[Region labeling items]
____________
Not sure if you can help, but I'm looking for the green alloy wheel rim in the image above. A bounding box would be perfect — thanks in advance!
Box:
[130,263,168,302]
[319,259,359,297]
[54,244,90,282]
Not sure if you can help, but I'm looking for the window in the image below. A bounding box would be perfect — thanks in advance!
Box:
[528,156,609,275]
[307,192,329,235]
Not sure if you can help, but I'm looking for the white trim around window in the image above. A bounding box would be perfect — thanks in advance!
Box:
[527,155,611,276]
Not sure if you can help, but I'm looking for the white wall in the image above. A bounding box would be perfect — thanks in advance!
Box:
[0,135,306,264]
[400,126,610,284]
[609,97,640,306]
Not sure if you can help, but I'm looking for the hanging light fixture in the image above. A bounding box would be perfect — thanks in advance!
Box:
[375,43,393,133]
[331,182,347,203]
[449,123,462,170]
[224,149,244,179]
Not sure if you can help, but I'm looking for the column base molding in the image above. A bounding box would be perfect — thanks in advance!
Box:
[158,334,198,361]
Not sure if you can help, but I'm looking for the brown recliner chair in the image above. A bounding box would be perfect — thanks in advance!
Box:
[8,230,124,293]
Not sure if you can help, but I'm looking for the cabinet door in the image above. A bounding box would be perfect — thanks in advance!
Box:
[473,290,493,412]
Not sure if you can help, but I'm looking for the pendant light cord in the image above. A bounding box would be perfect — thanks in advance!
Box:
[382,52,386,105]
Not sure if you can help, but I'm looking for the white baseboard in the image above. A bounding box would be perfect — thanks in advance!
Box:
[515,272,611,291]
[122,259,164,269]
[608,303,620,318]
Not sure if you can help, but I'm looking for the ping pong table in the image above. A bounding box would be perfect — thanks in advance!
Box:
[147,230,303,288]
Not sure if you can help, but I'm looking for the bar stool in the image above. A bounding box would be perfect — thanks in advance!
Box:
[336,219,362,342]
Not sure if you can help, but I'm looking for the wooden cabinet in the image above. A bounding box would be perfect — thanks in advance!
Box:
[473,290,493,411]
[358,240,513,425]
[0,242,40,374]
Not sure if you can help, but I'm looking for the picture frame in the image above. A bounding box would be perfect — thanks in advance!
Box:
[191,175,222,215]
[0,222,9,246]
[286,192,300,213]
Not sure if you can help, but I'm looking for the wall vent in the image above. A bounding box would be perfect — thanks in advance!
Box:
____________
### Exercise instructions
Rewrite all the items above, replacing "bounding box" with "bounding rectangle" and leaving everything else unchanged.

### Response to the task
Not sure if you can help, but I'm looking for the green alloy wheel rim in the image above. A bounding rectangle would be perfect — thanks in advance!
Box:
[130,263,168,302]
[319,259,359,297]
[54,244,90,282]
Not sure if you can help, but I'm looking for the window in the image below. A bounding rectangle would be perfect — thanks in advance!
Box:
[528,156,609,275]
[307,192,329,235]
Not sure if you can help, but I'm looking for the white trim around window in the image above. A bounding rectangle would be perfect — thanks in advance!
Box:
[527,155,611,276]
Not sure if you can help, but I'm looking for the white wall in the image above. A bounding rectangle would be perfect — thanks in advance!
Box:
[0,135,306,264]
[400,126,610,284]
[609,97,640,306]
Not sure if you can help, but I'm looking for the hanging light fixture in the image above. A bounding rectangle would be perfect — thanks in advance!
Box:
[375,43,393,133]
[331,182,347,203]
[449,123,462,170]
[224,149,244,179]
Not sure if you can help, but I'm looking for the column base molding in the image above. A bounding rectangle would be perfect — thanks in advance!
Box:
[158,334,198,361]
Not sure if you can help, but I'm looking for the brown recliner chair in the image above. A bounding rectangle would be perfect — thanks in advance!
Box:
[8,230,124,293]
Not sure if you can help, but I'm looking for the cabinet door in the image above. A bounding rectangle would be perfect — thanks in advance!
Box:
[473,290,493,412]
Not sure if you can help, but I'm looking for the pendant light cord in the image above. A bounding rectangle would be perfect — thanks in advance!
Box:
[382,52,386,105]
Not sure if you can help, but I'm looking for the white baseboard in the image above. A bounding rectangle would be perfect — thanks in advance!
Box:
[515,272,611,291]
[122,259,164,269]
[608,303,620,318]
Not sure if you can help, but I'm looking for the ping pong table in the image above. A bounding rectangle would be perfect — thanks in advance!
Box:
[147,230,303,288]
Not sure if you can help, but I'm looking for the bar stool in the image above. A bounding rectangle would be perfect — thanks in advance!
Box:
[336,219,362,342]
Not sure if you can help, but I'm looking for the wooden cabinet in the image above. A bounding rectangle would be perfect — thanks in advance!
Box:
[473,290,493,411]
[358,240,513,425]
[0,242,40,374]
Not sure if you can help, but I'm looking for the picture frame in the image above. A bounding rectangle would be perfect — thanks in advance!
Box:
[191,175,222,215]
[0,222,9,246]
[286,192,300,213]
Not sure if you can help, but I'm looking for the wall vent in the image above. A bounding rectangle would be perfect — thanks in advance!
Box:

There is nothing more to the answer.